**Provided records:**
==*==

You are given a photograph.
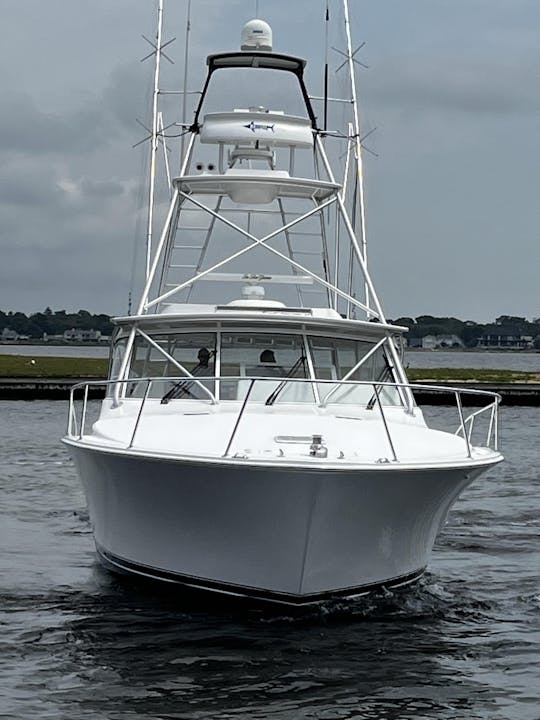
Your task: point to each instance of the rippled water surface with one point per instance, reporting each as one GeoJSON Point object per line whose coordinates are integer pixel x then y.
{"type": "Point", "coordinates": [77, 643]}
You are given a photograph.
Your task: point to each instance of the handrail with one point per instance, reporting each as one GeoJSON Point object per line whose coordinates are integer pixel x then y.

==*==

**Task prompt:** All entries should be reproduced exactly; no picture belongs in the result.

**Solution for this task:**
You are given a photograph.
Your task: point to each instance of the rippled water surface with one point per instance, reporting each as one GeoJSON Point object per line whose coordinates are integer pixel x then y.
{"type": "Point", "coordinates": [77, 643]}
You are given a photograph.
Your task: point to each instance of the handrail with one point per instance, reporting each as one GeoJSON Point object per line whose coordinates are integer pixel x then y.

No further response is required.